Any picture in the data below should be skipped, while every line is repeated exactly.

--- START ---

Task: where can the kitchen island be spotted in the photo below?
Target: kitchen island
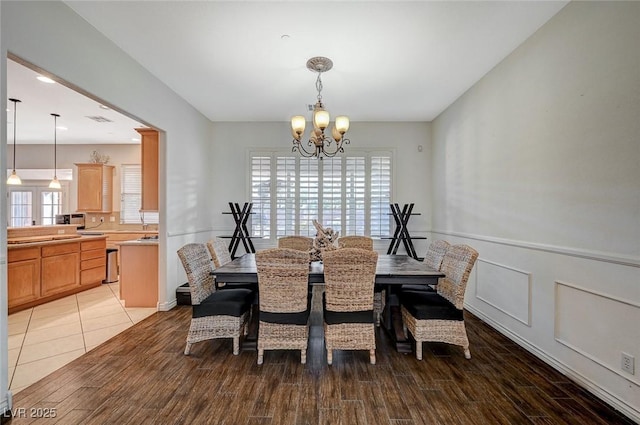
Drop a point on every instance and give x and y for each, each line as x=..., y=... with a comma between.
x=50, y=262
x=139, y=272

--- END ---

■ Task output ■
Task: where can the kitchen island be spotted in the photo below?
Target: kitchen island
Drop a point on every instance and give x and y for each, each line as x=..., y=... with a comma between.
x=50, y=262
x=139, y=272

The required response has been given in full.